*Instruction:*
Each entry below is to be printed verbatim.

*Entries supplied:*
>> begin
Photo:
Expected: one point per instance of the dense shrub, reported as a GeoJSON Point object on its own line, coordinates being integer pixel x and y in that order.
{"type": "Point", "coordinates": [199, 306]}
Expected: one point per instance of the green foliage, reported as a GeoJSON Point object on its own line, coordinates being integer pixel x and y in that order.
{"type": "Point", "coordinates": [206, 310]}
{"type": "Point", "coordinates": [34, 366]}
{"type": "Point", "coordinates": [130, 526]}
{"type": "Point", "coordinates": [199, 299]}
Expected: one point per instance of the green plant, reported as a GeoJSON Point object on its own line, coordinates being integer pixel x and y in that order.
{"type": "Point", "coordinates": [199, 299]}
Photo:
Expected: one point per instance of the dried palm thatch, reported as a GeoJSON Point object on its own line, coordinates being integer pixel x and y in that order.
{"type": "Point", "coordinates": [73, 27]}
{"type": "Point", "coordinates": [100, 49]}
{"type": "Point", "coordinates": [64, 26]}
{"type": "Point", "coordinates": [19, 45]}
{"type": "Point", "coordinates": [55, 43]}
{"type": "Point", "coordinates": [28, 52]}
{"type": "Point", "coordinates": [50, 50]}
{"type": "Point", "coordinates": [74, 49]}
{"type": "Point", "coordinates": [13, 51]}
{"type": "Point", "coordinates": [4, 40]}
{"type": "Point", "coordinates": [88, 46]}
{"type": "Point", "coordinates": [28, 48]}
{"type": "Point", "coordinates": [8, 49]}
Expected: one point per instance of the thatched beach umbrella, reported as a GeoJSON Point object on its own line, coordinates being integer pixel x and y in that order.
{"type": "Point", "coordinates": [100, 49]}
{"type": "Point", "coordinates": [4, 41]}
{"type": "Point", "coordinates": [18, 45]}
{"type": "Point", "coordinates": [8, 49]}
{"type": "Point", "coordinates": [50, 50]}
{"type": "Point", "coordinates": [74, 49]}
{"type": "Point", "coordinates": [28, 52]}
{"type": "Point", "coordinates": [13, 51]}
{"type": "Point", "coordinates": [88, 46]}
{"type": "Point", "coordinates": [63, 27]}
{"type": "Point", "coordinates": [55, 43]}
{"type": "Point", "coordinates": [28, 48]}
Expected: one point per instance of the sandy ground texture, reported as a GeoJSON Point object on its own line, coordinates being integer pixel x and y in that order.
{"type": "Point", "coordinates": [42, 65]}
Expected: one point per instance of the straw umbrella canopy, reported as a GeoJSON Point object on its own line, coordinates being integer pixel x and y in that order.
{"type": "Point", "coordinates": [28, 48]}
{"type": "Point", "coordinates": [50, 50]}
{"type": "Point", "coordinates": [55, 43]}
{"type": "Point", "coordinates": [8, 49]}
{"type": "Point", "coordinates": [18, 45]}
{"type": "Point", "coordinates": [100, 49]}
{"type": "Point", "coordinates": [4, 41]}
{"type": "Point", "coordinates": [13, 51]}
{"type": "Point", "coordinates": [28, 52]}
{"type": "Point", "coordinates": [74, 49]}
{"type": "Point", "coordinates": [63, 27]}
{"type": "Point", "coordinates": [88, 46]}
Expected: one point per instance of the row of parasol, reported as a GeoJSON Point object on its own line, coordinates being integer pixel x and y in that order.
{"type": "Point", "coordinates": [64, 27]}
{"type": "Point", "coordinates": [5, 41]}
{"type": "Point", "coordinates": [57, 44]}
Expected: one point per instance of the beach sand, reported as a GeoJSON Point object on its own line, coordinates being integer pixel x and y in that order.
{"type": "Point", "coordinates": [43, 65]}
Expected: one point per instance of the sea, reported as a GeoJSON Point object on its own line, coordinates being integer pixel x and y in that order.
>> end
*Answer in full:*
Photo:
Expected: one point per instance of the dense shrub, reported as a GeoJSON Point object on its own line, coordinates being integer pixel x and y in that order.
{"type": "Point", "coordinates": [199, 306]}
Expected: one point per instance of the green foliage, reported as a GeoJSON Point object on its own line, coordinates being integer pixel x and y in that order.
{"type": "Point", "coordinates": [206, 310]}
{"type": "Point", "coordinates": [34, 366]}
{"type": "Point", "coordinates": [130, 526]}
{"type": "Point", "coordinates": [199, 299]}
Expected: one point per instance of the green plant, reported as a GeoJSON Point object on its own line, coordinates being integer pixel x and y in that order.
{"type": "Point", "coordinates": [199, 299]}
Photo:
Expected: one point per instance of the dried palm thatch, reported as a GeoJSON Point object on its own line, coordinates being integer pixel x and y in that order.
{"type": "Point", "coordinates": [73, 27]}
{"type": "Point", "coordinates": [100, 49]}
{"type": "Point", "coordinates": [64, 26]}
{"type": "Point", "coordinates": [19, 45]}
{"type": "Point", "coordinates": [55, 43]}
{"type": "Point", "coordinates": [28, 52]}
{"type": "Point", "coordinates": [50, 50]}
{"type": "Point", "coordinates": [74, 49]}
{"type": "Point", "coordinates": [13, 51]}
{"type": "Point", "coordinates": [4, 40]}
{"type": "Point", "coordinates": [88, 46]}
{"type": "Point", "coordinates": [28, 48]}
{"type": "Point", "coordinates": [8, 49]}
Expected: one point per instance of the thatched beach umbrella, reported as a GeoJSON Point object on its own line, coordinates being integer pixel x and y in that order.
{"type": "Point", "coordinates": [100, 49]}
{"type": "Point", "coordinates": [4, 41]}
{"type": "Point", "coordinates": [18, 45]}
{"type": "Point", "coordinates": [8, 49]}
{"type": "Point", "coordinates": [50, 50]}
{"type": "Point", "coordinates": [74, 49]}
{"type": "Point", "coordinates": [28, 52]}
{"type": "Point", "coordinates": [13, 51]}
{"type": "Point", "coordinates": [88, 46]}
{"type": "Point", "coordinates": [63, 27]}
{"type": "Point", "coordinates": [55, 43]}
{"type": "Point", "coordinates": [28, 48]}
Expected: one point per instance of the sandy ground texture, reported as a GeoJSON Point object on its own line, coordinates being integer pixel x and y in that order.
{"type": "Point", "coordinates": [42, 65]}
Expected: one point per instance of the straw umbrella canopy, reported as a GeoJSON Point object on its own line, coordinates being integer pixel x and y in that order.
{"type": "Point", "coordinates": [28, 48]}
{"type": "Point", "coordinates": [50, 50]}
{"type": "Point", "coordinates": [55, 43]}
{"type": "Point", "coordinates": [8, 49]}
{"type": "Point", "coordinates": [18, 45]}
{"type": "Point", "coordinates": [100, 49]}
{"type": "Point", "coordinates": [4, 41]}
{"type": "Point", "coordinates": [13, 51]}
{"type": "Point", "coordinates": [28, 52]}
{"type": "Point", "coordinates": [74, 49]}
{"type": "Point", "coordinates": [63, 27]}
{"type": "Point", "coordinates": [88, 46]}
Expected: one point per instance of the row of parasol, reported as a GeoJSON Point object on its own line, coordinates being integer pixel x and y in that order.
{"type": "Point", "coordinates": [64, 27]}
{"type": "Point", "coordinates": [5, 41]}
{"type": "Point", "coordinates": [57, 44]}
Expected: one point per instance of the beach sand, reported as a GeoJSON Point object on its own line, coordinates being integer pixel x and y in that order.
{"type": "Point", "coordinates": [43, 65]}
Expected: one point per instance of the sea, reported as a GeoJSON Point object on its own line, coordinates being integer pixel x and y in that order.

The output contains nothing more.